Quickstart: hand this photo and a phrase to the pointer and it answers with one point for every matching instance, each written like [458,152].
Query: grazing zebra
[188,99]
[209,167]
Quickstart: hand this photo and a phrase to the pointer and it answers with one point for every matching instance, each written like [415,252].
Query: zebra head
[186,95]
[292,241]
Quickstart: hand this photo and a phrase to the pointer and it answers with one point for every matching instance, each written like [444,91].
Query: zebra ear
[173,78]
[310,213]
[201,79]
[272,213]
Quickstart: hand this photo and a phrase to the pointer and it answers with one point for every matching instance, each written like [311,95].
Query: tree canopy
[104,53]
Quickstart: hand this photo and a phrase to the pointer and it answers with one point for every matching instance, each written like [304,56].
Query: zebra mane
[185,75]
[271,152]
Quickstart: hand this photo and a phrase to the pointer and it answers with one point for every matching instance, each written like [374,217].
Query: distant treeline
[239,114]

· · · · ·

Reproduce every line above verbatim, from the first through the last.

Quickstart: hand this photo and a phrase to the pointer and it answers with one point for every matching instance, each written like [458,152].
Query: grazing zebra
[188,99]
[209,167]
Quickstart: hand this photo and a phrase to the pointer and it answers with one point for every matching instance, each written like [415,252].
Query: zebra head
[186,95]
[292,241]
Quickstart: hand this photo and a phrase to the pointer and it answers with one point for every matching instance, each written like [444,91].
Query: zebra ear
[173,78]
[310,213]
[201,79]
[272,213]
Quickstart: hand this photo and a phrase to the pointer and it answers with one point for every matching instance, each written like [311,95].
Query: tree canopy
[104,53]
Quickstart: hand this photo and a phrase to the pointer and it answers with one point for every matching instance, each written like [304,56].
Query: zebra mane
[185,75]
[271,152]
Quickstart: hand this photo and a phrase to the pointer and it answers with one point for every matching instance, each written like [374,217].
Query: distant treeline
[239,114]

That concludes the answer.